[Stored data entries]

──────

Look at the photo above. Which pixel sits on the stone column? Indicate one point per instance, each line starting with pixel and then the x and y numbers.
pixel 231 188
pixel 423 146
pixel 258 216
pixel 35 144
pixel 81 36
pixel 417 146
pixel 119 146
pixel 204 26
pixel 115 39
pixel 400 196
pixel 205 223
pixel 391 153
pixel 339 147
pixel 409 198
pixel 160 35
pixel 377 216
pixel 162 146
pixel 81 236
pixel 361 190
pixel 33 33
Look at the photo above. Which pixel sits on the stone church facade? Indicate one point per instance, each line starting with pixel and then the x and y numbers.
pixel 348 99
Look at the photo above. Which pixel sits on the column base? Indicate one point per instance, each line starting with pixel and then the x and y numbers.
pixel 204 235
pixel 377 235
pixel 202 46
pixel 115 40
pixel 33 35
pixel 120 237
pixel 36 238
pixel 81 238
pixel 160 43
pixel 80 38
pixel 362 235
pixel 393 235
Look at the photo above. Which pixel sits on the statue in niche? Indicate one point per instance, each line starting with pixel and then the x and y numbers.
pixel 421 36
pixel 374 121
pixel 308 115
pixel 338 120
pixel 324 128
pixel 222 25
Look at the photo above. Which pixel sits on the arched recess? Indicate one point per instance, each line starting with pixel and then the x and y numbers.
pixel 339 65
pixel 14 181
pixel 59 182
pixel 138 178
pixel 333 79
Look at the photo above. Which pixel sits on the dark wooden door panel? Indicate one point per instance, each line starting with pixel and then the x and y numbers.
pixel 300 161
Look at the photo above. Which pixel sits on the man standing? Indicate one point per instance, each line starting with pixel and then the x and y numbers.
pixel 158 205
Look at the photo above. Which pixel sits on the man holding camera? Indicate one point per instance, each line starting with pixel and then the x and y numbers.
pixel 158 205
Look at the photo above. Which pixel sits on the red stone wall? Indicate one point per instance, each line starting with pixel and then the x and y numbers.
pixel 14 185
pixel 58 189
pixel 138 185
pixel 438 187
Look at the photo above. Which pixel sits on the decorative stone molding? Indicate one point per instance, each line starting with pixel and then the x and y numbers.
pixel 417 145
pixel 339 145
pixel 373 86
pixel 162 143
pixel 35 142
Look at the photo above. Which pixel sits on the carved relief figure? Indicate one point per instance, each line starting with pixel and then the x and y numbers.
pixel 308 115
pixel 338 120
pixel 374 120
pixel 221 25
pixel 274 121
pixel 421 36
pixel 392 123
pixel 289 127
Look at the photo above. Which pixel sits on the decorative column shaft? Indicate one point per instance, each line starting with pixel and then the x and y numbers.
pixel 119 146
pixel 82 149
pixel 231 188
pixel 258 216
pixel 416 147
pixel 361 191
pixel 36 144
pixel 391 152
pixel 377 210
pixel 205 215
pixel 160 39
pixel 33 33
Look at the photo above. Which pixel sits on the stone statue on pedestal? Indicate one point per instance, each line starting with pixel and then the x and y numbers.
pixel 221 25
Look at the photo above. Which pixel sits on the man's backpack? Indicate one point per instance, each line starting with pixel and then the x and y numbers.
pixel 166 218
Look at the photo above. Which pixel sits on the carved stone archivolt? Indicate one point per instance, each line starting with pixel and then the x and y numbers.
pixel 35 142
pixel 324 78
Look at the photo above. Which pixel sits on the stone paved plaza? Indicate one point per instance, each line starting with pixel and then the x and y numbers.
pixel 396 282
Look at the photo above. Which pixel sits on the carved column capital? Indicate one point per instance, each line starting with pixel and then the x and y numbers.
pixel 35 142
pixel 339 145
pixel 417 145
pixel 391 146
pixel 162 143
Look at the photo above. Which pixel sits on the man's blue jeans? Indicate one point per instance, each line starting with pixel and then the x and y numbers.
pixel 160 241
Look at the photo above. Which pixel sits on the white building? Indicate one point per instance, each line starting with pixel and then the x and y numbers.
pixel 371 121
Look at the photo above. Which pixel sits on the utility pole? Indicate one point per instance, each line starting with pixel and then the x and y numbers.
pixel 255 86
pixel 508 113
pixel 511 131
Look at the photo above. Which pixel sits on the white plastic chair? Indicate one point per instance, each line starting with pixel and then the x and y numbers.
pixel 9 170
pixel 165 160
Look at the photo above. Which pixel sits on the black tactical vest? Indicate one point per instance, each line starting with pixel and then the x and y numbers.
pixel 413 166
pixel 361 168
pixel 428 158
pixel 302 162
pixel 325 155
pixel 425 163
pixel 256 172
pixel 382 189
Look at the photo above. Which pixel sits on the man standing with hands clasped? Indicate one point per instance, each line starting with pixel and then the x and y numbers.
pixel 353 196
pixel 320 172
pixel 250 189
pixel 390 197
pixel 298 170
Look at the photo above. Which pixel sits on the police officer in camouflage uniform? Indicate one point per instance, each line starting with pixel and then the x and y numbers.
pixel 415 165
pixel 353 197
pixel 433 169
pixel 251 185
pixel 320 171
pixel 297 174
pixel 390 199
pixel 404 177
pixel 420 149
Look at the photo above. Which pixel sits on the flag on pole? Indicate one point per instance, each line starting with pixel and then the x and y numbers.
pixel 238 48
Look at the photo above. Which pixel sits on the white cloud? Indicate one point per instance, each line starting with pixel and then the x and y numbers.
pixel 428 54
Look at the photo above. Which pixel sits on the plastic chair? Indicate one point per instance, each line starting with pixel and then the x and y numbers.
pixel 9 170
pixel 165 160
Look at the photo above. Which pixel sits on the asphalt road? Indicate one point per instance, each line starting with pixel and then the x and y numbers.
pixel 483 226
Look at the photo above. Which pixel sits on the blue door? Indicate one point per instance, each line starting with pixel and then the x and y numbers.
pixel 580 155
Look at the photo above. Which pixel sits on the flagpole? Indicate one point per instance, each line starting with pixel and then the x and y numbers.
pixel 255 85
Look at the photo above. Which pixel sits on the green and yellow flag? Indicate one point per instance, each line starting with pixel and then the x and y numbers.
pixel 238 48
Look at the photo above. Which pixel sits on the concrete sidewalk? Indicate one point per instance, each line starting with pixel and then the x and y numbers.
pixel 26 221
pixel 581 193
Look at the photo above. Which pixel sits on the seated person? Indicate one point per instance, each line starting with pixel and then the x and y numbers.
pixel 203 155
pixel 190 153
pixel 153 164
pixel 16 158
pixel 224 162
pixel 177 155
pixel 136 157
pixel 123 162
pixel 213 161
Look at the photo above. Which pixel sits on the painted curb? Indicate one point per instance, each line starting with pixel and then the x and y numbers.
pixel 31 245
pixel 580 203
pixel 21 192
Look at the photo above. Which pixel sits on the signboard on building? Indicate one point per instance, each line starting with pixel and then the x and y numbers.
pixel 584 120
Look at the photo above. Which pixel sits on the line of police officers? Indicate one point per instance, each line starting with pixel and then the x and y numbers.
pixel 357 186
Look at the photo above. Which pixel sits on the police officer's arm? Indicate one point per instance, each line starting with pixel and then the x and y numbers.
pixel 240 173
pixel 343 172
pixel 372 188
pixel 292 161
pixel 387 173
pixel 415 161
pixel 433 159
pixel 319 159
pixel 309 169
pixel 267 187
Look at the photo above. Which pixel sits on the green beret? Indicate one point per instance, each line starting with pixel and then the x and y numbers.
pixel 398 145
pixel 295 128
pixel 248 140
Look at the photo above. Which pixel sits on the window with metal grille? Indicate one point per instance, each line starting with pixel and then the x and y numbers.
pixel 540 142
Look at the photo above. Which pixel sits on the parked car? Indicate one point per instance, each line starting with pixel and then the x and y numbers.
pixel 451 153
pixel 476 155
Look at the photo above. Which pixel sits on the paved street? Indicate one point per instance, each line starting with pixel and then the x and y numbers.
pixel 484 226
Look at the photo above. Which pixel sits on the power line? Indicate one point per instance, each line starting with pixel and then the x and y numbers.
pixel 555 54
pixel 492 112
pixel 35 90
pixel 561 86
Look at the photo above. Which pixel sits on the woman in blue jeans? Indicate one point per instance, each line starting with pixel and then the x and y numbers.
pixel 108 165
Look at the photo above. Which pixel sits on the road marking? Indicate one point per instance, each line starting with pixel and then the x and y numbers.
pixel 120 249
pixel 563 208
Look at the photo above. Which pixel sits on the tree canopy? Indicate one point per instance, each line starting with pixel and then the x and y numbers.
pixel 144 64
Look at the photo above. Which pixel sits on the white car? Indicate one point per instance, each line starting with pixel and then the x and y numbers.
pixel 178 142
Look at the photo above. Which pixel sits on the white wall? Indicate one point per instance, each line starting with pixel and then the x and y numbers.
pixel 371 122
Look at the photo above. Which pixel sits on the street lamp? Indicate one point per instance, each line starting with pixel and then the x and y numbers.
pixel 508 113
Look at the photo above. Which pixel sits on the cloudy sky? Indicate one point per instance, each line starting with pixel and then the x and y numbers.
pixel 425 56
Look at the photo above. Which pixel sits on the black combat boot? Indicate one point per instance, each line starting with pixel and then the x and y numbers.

──────

TASK ITEM: Please return exactly the lines from the one containing "the white wall?" through the end of the entries above, adding no other line.

EXERCISE ANSWER:
Look at the photo above. Which pixel sits on the white wall? Indicate one point per instance, each line starting with pixel and then the x and y numbers.
pixel 371 122
Look at the photo above. Which pixel sits on the street lamp? Indicate one point per instance, each line starting with pixel and then the x and y numbers.
pixel 508 113
Look at the photo above. Which pixel sits on the cloudy sky? Indicate one point per instance, each line starting with pixel and then the x and y numbers.
pixel 425 56
Look at the photo above. Which pixel sits on the black combat boot? Indicate one point per instance, each line starting with pixel and then the x and y numbers.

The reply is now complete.